Instruction
Retype the lines from the line containing "task: provide the mask of every instance of the muddy" up to and including the line containing "M 268 105 L", keeping them identical.
BEGIN Listed entries
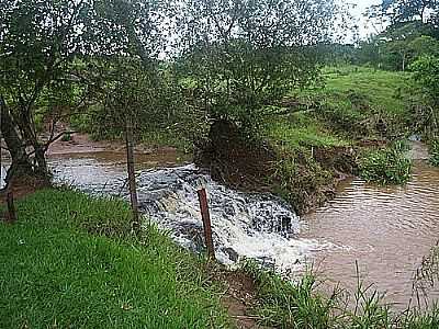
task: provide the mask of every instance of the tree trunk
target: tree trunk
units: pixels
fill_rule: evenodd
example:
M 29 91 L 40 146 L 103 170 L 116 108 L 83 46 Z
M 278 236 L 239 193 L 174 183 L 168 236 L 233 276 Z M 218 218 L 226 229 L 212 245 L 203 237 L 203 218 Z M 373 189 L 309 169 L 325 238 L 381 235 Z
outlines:
M 136 189 L 136 177 L 134 172 L 134 141 L 133 141 L 133 121 L 132 117 L 126 115 L 126 127 L 125 127 L 125 140 L 126 140 L 126 163 L 128 170 L 128 185 L 130 185 L 130 197 L 131 207 L 133 211 L 133 231 L 137 235 L 140 230 L 140 223 L 138 216 L 138 200 Z
M 0 98 L 1 134 L 11 154 L 12 163 L 8 170 L 5 183 L 10 185 L 13 179 L 33 175 L 32 164 L 26 154 L 25 143 L 16 131 L 12 115 L 7 109 L 4 100 Z

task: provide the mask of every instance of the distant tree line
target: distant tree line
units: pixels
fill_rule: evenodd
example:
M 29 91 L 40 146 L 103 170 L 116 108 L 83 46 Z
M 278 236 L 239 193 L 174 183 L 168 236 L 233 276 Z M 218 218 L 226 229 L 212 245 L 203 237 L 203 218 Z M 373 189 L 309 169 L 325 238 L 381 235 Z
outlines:
M 57 123 L 78 115 L 102 131 L 188 113 L 251 131 L 318 78 L 340 15 L 334 0 L 0 0 L 8 183 L 48 180 Z

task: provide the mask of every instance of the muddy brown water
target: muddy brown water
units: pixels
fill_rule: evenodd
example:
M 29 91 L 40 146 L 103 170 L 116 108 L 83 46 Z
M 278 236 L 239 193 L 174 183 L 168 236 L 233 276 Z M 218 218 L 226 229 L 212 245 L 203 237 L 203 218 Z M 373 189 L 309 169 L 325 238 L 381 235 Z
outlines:
M 406 186 L 380 188 L 350 179 L 340 183 L 335 200 L 303 218 L 295 238 L 329 246 L 306 249 L 307 263 L 314 263 L 326 286 L 341 283 L 354 291 L 358 261 L 361 279 L 387 292 L 386 302 L 397 308 L 409 303 L 414 273 L 439 240 L 439 169 L 423 160 L 427 154 L 421 145 L 415 144 L 413 152 L 417 160 Z M 189 160 L 177 152 L 142 155 L 137 156 L 137 170 Z M 111 179 L 124 179 L 123 152 L 52 155 L 49 162 L 55 177 L 68 178 L 91 191 L 102 189 Z M 431 288 L 428 300 L 438 297 L 439 290 Z
M 358 261 L 364 283 L 404 308 L 423 257 L 439 240 L 439 169 L 416 160 L 406 186 L 380 188 L 351 179 L 338 192 L 325 207 L 305 216 L 301 237 L 334 245 L 314 251 L 309 262 L 328 283 L 354 291 Z M 438 297 L 438 288 L 431 288 L 427 300 Z

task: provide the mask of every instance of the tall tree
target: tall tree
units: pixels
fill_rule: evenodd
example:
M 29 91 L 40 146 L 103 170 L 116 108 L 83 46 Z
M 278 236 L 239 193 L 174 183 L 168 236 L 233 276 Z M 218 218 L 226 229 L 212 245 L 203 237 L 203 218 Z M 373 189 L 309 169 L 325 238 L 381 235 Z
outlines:
M 82 73 L 91 58 L 147 60 L 157 55 L 157 8 L 154 0 L 0 0 L 0 95 L 2 132 L 12 155 L 9 177 L 47 178 L 45 154 L 58 136 L 41 138 L 38 104 L 60 86 L 75 83 L 87 92 L 90 81 Z
M 268 105 L 314 80 L 333 41 L 331 0 L 185 0 L 179 64 L 212 118 L 255 126 Z

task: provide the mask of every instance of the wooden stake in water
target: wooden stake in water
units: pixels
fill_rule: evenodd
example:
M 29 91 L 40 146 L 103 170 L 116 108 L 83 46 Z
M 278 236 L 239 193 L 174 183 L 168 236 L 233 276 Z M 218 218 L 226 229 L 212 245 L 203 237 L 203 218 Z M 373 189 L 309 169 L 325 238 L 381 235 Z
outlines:
M 14 223 L 16 222 L 16 213 L 15 213 L 15 205 L 13 202 L 13 194 L 12 192 L 8 192 L 7 194 L 7 203 L 8 203 L 8 218 L 7 222 Z
M 214 260 L 215 248 L 213 246 L 213 239 L 212 239 L 212 225 L 211 225 L 211 215 L 209 213 L 207 194 L 205 189 L 199 190 L 198 194 L 200 201 L 201 217 L 203 218 L 204 239 L 207 247 L 207 257 L 210 260 Z
M 133 212 L 132 228 L 135 234 L 140 231 L 140 222 L 138 215 L 138 200 L 136 189 L 136 175 L 134 172 L 134 137 L 133 137 L 133 121 L 130 115 L 126 116 L 126 163 L 128 171 L 128 185 L 130 185 L 130 198 L 131 207 Z

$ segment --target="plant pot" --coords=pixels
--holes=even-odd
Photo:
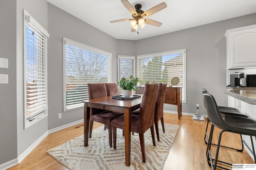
END Listed entries
Final result
task: provide the mask of every instance of the muddy brown water
target: muddy brown water
units: pixels
fill_rule: evenodd
example:
M 29 91 L 40 146 L 103 170 L 116 108 L 83 46 Z
M 278 236 L 239 193 L 174 183 L 168 236 L 233 276 Z M 218 218 L 226 229 L 212 245 L 203 237 L 203 218 Z M 373 189 L 309 169 L 325 238 L 381 235 Z
outlines:
M 406 186 L 380 188 L 350 179 L 340 183 L 335 200 L 303 218 L 295 238 L 329 246 L 306 249 L 307 263 L 314 263 L 326 286 L 341 283 L 354 291 L 358 261 L 361 279 L 387 292 L 386 302 L 397 308 L 409 303 L 414 273 L 439 240 L 439 169 L 423 160 L 427 154 L 421 145 L 415 144 L 413 152 L 417 160 Z M 189 160 L 177 152 L 142 155 L 137 156 L 137 170 Z M 111 179 L 124 179 L 123 152 L 52 155 L 49 162 L 55 177 L 68 178 L 91 191 L 102 189 Z M 431 288 L 428 300 L 438 297 L 439 290 Z
M 358 261 L 364 283 L 404 308 L 423 257 L 439 240 L 439 169 L 416 160 L 406 186 L 380 188 L 351 179 L 338 192 L 325 207 L 305 216 L 301 237 L 334 245 L 314 251 L 309 262 L 328 283 L 354 291 Z M 438 297 L 438 288 L 431 288 L 427 300 Z

task: provide the mask of every instance of the tall tree
target: tall tree
units: pixels
fill_rule: evenodd
example:
M 29 91 L 40 146 L 103 170 L 116 108 L 83 46 Z
M 278 236 L 239 193 L 174 183 L 168 236 L 233 276 Z M 218 218 L 226 229 L 212 245 L 203 237 L 203 218 Z M 373 189 L 309 169 L 325 238 L 381 235 Z
outlines:
M 82 73 L 91 58 L 147 60 L 157 55 L 157 8 L 154 0 L 0 0 L 0 95 L 2 132 L 12 155 L 9 177 L 47 178 L 45 154 L 58 136 L 41 138 L 38 104 L 60 86 L 75 83 L 87 92 L 90 81 Z
M 268 105 L 314 80 L 333 41 L 331 0 L 185 0 L 179 64 L 212 118 L 255 126 Z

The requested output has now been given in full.